→ Task statement:
Give a verbatim quotation of every record.

++++ Data shown ++++

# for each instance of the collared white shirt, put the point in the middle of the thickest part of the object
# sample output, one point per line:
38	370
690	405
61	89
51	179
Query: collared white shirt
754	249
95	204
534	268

++++

→ Answer for this exercise:
# for each instance of the collared white shirt, put the point in the middle of the thickest part of the object
# sample output, one point per line:
38	370
690	405
61	89
51	179
Query: collared white shirt
754	249
95	204
534	268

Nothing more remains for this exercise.